> Text section:
▶

And consumer advocates told the Subcommittee about “news articles” and “anecdotal evidence” showing that people are harmed when con artists access Social Security death information online.
To be fair, not every single one of the six witnesses who testified called for shutting off all access to the Social Security death master file. Stuart K. Pratt of Consumer Data Industry Association spoke well about the need of the entire financial system to have access to the data to prevent fraud. Banks, insurance companies, healthcare providers, consumer credit agencies and more use the information each and every day to verify eligibility. And, Pratt emphasized, there is no real evidence that the death master index (or online versions of the SSDI, for that matter, I would add) is a contributing factor in identity theft or fraud and no alternative resource for the financial system to use to prevent identity theft or fraud. But Pratt limited his statements to the access businesses need. He made no mention of public access.
Only one other witness, Dr. Patricia W. Potrzebowski of the National Association for Public Health Statistics and Information Systems, even touched on the need for quick access to electronic data to prevent fraud, and her comments were in the context of an entirely closed system where not even other agencies can get underlying data — just a report that a document presented as proof of identity did or didn’t match what was in the database.

◀

> To do:
(a) Answer these questions about the passage on testimony about Social Security death data:
(i) How many witnesses testified before the Subcommittee?
(ii) Which organization did Stuart K. Pratt represent?
(iii) Which organization did Dr. Patricia W. Potrzebowski represent?
(b) Carry on the passage on testimony about Social Security death data, picking up after its final sentence.

Records from a collection:
▶

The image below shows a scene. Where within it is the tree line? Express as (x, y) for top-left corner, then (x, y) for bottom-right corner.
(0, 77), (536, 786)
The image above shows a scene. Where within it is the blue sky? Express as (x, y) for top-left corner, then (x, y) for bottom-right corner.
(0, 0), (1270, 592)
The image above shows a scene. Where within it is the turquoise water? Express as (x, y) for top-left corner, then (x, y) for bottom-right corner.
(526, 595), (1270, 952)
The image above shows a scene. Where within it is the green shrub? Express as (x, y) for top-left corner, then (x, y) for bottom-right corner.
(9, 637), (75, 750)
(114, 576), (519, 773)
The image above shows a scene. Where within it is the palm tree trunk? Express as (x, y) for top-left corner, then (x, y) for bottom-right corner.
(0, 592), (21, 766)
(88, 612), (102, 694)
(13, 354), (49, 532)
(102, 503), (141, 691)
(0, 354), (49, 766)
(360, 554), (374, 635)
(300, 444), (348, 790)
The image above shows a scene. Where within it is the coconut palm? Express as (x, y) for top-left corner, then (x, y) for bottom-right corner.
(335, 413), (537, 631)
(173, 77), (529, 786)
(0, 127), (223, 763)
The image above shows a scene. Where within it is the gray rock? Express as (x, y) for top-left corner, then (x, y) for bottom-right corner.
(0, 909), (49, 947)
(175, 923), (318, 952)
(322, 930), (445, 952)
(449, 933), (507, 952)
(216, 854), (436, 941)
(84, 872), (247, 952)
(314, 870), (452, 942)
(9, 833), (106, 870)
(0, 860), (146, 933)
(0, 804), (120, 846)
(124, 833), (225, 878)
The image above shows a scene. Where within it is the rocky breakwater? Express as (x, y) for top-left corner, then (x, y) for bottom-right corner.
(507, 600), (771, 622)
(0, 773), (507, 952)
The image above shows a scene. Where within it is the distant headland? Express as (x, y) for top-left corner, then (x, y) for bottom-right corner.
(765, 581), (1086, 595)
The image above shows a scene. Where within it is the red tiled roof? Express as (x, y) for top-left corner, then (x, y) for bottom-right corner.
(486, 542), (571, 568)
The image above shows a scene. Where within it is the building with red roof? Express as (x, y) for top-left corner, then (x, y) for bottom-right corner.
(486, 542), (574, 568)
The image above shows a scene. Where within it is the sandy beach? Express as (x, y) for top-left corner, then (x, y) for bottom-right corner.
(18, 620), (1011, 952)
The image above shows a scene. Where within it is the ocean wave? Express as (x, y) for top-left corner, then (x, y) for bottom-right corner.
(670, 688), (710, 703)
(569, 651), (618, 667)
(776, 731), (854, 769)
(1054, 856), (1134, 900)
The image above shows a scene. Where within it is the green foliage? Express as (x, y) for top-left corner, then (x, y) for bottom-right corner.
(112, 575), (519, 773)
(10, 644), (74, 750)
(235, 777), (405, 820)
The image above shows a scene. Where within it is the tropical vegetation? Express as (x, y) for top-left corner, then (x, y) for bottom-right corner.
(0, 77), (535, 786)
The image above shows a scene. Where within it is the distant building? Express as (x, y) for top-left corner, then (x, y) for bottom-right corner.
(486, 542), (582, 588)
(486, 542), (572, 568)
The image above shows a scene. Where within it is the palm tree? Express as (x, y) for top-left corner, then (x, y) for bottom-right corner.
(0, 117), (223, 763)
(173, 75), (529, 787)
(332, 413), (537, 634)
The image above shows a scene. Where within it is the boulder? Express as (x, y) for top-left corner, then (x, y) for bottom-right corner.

◀

> Task results:
(a)
(i) Six
(ii) Consumer Data Industry Association
(iii) National Association for Public Health Statistics and Information Systems

(b)
And if that wasn’t bad enough, we genealogists got targeted specifically.
The Commissioner of Social Security went out of his way to tell the Subcommittee that “Trying to keep up with individual FOIA requests for information on millions of deceased individuals is a resource issue at a time when the agency is struggling to keep up with rising demand for services in a time of dwindling resources.” That’s a poke directly at folks like you and me who ask for copies of the SS-5 applications for a Social Security number that are so critical to us as genealogists. Notice that there’s not one word in there about the fact that each request is paid for by a not-insubstantial fee that offsets that resource issue.
And then came the body blow. The father who testified pointed the finger of blame directly at the genealogical community: “organizations hosting websites aimed at facilitating genealogical research, then make available the DMF for free to the public at large. It therefore is available to nearly anyone and perpetuates identity theft and fraud against the federal and state governments at astronomical levels.”
Brutal. Really brutal. To the point of making you think seriously about getting all genealogists to start saving their shekels so we could pool our resources and buy one last copy of the database… just in case…
The upshot? This opening skirmish tells us we’re in for a real fight on this. And don’t kid yourself. This is a fight we can easily lose. There are extremely powerful forces lined up on the other side, and there are extremely powerful arguments being made against SSDI access. The emotional punch by the father of that little girl as he testified isn’t going to be easy to counter.
Now I use that term “opening skirmish” deliberately: this one hearing is NOT the war, it’s just one battle. Having said that, however, I want to add that I’m personally convinced that this issue isn’t going to sit on the back burner. It’s going to move, and move quickly. This is an election year. “Protecting families of dead children” gets votes. “Helping genealogists” doesn’t.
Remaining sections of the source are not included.